PROBLEM A:
Answer these questions about the post on cracking a one-time pad cipher:
(i) Which university offers the online cryptography course that motivated the post?
(ii) What does the variable i stand for in the background on the scheme?
(iii) According to the post, what is c1 XOR c2 equal to when both cipher texts use the same key?

DOCUMENT:
Sunday, July 10, 2016

Cracking a OTP Cipher: Python Unit Testing by Example - Part 1 Encryption Motivation

This article is special to me because it combines 3 things I love dearly in one project. Today I am going to talk about how someone (namely me) can use The Python language to automate an attack on an implementation of the One Time Pad Encryption Scheme that ignored the "One-Time" portion of the name. Python, Unit Testing, and Attacking Crypto...does it get any better?




My motivation for this topic came from the Cryptography Course offered Online from the University of Maryland. If you enjoy Crypto problems like the following I highly recommend taking the Course on Coursera (https://www.coursera.org/learn/cryptography)
This is going to be one of my more technical posts, so cinch down those thinking Hoodies and let's dive in.

Dealing with Cryptographic Systems  in general requires a lot of proofs. Mathematical, Statistical, Practical, the list goes on. As you should know by now writing code also means Unit Testing. So why not combine the two? To write a Python framework to crack the One Time Pad Reuse problem, we first need define the algorithm for cracking the problem. Then we need to develop Unit Tests that will tell us when our code has satisfied those conditions. Finally we need to write the code to pass the Unit Tests.

First off: A little background on the One Time Pad.
let E(Gen,Enc,Dec) be the One-Time Pad encryption scheme we are discussing
m = Hexadecimal of some English language text chosen randomly from all possible texts
i = # of bytes in m
The algorithms for the scheme are defined as:
Gen(i){k = Uniformly selected i bytes}
Enc(k,m){c = k XOR m}
Dec(k,c){m = k XOR c}
You can pause here to prove to yourself that m = Dec(k,Enc(k,m)) and that the Pr[m|c] = Pr[m] (The probability of any message m, given the cipher text c, is the same as the a priori probability of any given message m).

So what is the problem if we are using a "perfectly secret" algorithm like OTP? Well it comes in the stipulation that the key never be reused.
Suppose you have 2 cipher texts, c1 and c2. It is a mathematical fact that c1 XOR c2 = m1 XOR m2. So the XOR of two cipher texts using the same key is equal to the XOR of the two plain text messages.
Mathematically it look like this:
(k XOR m1) XOR (k XOR m2) == (k XOR k) XOR (m1 XOR m2)
Since the k XOR k cancels itself out that just leaves (m1 XOR m2)
This leaks usable information about the two underlying plain-text messages.

PROBLEM B:
Copy out the rows word for word, beginning with the line that contains "Could you point to the woman" and continuing through the last line of the rows.

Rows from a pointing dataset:

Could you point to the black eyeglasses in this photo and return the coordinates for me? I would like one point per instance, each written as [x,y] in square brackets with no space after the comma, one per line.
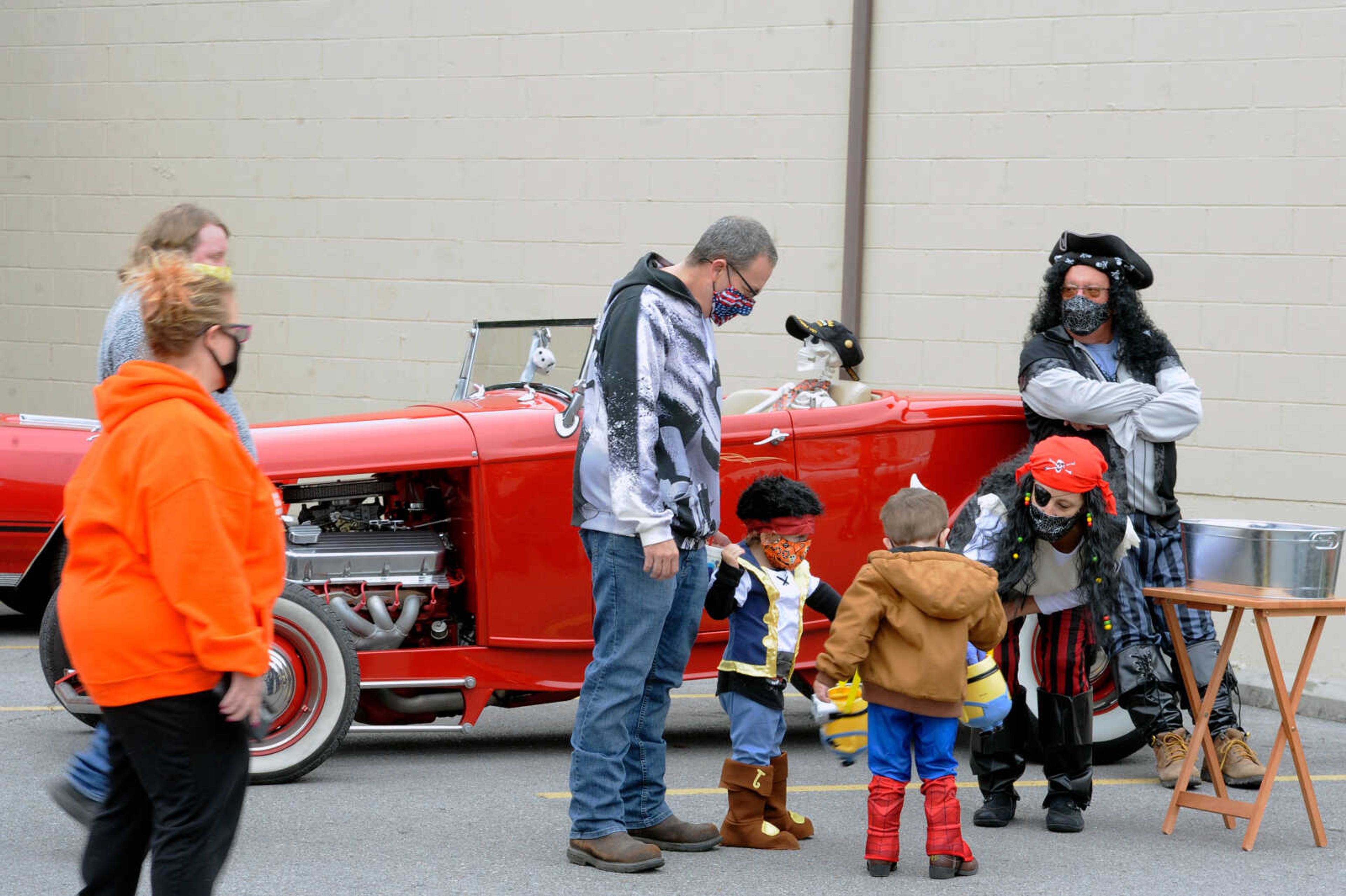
[240,333]
[753,292]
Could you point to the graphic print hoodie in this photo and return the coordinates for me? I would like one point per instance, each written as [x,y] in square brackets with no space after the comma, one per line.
[648,461]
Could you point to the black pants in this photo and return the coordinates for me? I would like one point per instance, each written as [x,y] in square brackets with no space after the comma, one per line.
[179,773]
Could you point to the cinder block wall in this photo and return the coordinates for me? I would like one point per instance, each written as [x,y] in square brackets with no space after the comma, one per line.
[394,170]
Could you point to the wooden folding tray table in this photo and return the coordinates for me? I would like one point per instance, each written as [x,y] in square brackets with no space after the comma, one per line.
[1264,610]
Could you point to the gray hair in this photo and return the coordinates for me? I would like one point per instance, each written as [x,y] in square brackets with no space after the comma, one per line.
[737,240]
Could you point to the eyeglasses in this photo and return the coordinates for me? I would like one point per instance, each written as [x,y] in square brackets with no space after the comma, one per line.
[1070,291]
[239,333]
[753,292]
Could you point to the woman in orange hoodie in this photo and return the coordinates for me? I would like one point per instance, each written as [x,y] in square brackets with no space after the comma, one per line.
[176,559]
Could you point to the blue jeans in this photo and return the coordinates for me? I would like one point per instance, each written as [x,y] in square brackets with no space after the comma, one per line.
[756,731]
[896,732]
[89,769]
[643,637]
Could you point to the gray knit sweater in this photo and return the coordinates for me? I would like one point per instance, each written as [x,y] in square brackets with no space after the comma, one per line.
[124,340]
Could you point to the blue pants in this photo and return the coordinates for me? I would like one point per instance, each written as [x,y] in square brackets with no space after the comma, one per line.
[91,767]
[896,732]
[1157,563]
[643,637]
[756,731]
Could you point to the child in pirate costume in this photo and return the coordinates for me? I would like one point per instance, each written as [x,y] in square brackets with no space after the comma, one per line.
[1097,366]
[1057,543]
[762,587]
[905,623]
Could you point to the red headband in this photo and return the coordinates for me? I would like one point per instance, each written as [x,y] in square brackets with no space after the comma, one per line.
[1072,464]
[782,525]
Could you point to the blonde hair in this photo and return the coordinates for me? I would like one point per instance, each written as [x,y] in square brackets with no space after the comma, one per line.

EXPECTED ANSWER A:
(i) The University of Maryland
(ii) The number of bytes in m
(iii) m1 XOR m2

EXPECTED ANSWER B:
Could you point to the woman in orange hoodie in this photo and return the coordinates for me? I would like one point per instance, each written as [x,y] in square brackets with no space after the comma, one per line.
[176,559]
Could you point to the blue jeans in this photo and return the coordinates for me? I would like one point per instance, each written as [x,y] in square brackets with no space after the comma, one per line.
[756,731]
[896,732]
[89,769]
[643,637]
Could you point to the gray knit sweater in this photo and return the coordinates for me? I would like one point per instance, each written as [x,y] in square brackets with no space after the comma, one per line.
[124,340]
Could you point to the blue pants in this photo and return the coordinates for me? I would like one point per instance, each written as [x,y] in square brackets with no space after the comma, one per line.
[91,767]
[896,732]
[1157,563]
[643,637]
[756,731]
Could you point to the child in pirate costume in this photo and return the coordinates for me? I would like one point per instance, each written as [x,y] in square brackets with no space after the comma, one per line.
[1097,366]
[1057,543]
[762,587]
[905,623]
Could you point to the red headband in this photo and return the coordinates for me? I would like one point per instance, each written as [x,y] in square brackets with no space after the comma, one per line.
[1072,464]
[782,525]
Could you point to the blonde hair in this photo and return the coordinates for me? I would like one point per instance, each written as [x,y] in square brackets with no space after the comma, one per line.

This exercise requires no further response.